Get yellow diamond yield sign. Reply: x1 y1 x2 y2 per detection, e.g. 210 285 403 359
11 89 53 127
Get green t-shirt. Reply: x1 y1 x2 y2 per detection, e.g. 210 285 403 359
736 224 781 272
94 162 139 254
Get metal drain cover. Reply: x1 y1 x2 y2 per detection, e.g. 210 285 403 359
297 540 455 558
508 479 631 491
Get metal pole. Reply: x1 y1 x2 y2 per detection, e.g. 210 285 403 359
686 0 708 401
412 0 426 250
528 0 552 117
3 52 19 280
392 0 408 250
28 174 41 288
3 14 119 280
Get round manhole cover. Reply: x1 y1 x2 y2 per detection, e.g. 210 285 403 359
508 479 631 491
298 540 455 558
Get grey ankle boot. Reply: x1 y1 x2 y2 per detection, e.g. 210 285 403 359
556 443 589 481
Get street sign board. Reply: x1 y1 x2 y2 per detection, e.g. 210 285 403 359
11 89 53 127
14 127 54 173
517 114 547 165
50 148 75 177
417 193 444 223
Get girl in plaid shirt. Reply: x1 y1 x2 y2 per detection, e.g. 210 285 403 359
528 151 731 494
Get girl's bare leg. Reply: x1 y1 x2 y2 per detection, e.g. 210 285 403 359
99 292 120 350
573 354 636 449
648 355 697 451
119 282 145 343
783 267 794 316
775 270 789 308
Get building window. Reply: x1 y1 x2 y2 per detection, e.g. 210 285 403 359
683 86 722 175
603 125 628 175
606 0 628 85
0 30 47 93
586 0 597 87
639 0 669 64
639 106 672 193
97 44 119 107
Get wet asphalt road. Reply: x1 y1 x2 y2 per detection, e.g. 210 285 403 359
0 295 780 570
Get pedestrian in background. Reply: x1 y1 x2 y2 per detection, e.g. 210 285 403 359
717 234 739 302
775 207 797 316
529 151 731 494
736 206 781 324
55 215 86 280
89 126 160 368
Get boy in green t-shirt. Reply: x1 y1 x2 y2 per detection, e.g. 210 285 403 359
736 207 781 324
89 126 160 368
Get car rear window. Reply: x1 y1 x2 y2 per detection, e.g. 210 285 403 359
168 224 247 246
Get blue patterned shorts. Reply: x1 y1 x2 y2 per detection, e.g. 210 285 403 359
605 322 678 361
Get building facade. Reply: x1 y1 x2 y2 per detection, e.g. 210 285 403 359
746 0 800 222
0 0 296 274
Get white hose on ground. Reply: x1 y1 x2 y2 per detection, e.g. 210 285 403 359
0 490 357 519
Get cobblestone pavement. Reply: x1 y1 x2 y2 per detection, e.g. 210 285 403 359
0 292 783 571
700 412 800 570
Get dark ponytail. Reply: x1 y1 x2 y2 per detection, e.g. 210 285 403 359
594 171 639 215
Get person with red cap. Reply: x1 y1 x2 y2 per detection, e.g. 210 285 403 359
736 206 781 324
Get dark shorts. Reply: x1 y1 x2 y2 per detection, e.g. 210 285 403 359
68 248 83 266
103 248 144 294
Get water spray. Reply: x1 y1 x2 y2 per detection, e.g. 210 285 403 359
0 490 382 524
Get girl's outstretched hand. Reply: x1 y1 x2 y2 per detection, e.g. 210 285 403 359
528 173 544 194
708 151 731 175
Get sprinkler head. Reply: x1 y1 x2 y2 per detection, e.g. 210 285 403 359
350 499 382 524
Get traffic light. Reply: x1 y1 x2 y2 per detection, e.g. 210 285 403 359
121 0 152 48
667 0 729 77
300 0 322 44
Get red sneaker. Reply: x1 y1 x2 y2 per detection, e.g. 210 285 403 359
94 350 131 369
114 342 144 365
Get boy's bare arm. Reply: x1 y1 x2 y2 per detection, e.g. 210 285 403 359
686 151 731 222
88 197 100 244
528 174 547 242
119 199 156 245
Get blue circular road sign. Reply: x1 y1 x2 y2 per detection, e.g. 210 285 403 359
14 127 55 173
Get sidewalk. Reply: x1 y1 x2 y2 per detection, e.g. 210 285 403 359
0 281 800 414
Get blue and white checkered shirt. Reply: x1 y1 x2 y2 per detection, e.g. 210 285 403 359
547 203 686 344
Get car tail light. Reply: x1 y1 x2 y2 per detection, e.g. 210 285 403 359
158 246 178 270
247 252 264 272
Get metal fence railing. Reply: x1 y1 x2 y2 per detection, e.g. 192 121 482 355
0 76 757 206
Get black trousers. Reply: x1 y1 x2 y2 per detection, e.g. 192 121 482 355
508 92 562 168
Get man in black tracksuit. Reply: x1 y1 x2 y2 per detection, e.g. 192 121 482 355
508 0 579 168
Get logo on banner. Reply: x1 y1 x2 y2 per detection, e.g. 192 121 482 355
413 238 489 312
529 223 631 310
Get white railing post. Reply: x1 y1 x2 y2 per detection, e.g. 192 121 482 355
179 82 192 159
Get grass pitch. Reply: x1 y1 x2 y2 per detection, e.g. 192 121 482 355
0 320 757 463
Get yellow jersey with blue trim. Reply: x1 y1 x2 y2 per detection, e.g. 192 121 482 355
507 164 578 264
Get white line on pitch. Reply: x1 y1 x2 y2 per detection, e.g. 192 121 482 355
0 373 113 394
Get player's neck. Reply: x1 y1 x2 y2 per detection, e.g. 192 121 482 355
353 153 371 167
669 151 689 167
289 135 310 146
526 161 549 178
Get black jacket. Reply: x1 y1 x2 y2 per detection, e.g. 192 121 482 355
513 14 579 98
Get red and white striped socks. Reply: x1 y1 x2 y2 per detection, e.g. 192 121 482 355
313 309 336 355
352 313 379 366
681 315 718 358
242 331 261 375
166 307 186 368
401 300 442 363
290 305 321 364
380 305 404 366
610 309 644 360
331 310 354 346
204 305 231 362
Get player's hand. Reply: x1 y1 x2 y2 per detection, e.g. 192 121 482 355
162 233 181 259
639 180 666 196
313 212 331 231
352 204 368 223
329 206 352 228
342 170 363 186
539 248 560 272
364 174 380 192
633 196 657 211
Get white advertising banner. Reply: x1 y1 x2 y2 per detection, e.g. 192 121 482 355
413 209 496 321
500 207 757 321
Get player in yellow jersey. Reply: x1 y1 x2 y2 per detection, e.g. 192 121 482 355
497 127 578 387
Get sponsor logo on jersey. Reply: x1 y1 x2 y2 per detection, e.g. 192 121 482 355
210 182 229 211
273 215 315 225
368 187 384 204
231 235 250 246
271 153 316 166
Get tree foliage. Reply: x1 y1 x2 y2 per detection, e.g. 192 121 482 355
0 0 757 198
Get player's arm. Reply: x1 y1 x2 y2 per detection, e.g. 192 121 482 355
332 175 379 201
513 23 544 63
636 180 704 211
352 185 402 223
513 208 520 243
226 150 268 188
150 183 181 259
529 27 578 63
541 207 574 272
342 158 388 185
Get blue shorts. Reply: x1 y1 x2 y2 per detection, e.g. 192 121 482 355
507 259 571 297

● ● ● ● ● ● ●

WHAT YOU SHOULD DO =
Rewrite the data starting at the line that contains "Get player's hand." and ending at the end of the data, keeping each request line as is and shifting every box coordinate by adding 46 to it. Give only those lines.

WRITTEN SOLUTION =
Get player's hand. Reply: x1 y1 x2 y2 per detection, e.g. 192 121 482 355
208 279 227 305
685 226 712 242
359 258 377 277
398 250 414 269
375 252 398 274
388 216 409 232
585 294 606 318
410 220 426 238
679 242 703 257
Get white advertising banner. Reply: x1 y1 x2 y2 per detection, e.g. 192 121 482 355
459 255 542 367
546 253 803 367
Get player in yellow jersey. Reply: x1 y1 x2 y2 per detection, e.g. 192 121 482 355
543 173 624 433
Get sponsor logo on jersey. Reply: x1 y1 x2 y2 per detection, e.g. 192 121 482 355
256 228 275 257
319 261 361 271
414 233 430 250
277 281 296 292
317 199 362 212
Get tree foliage. Reply: x1 y1 x2 y2 per detection, e.g. 192 121 482 355
46 46 803 244
Get player's arm. Reply: x1 y1 x2 y2 per detection, e.g. 192 121 482 355
378 221 425 247
559 69 590 109
682 226 750 257
398 231 448 269
559 254 566 289
272 196 314 234
196 229 227 305
575 73 624 109
587 253 620 318
388 204 434 231
Get blue shorts. Reply: x1 y1 x2 y2 per detection, e.g. 192 121 482 355
553 305 617 343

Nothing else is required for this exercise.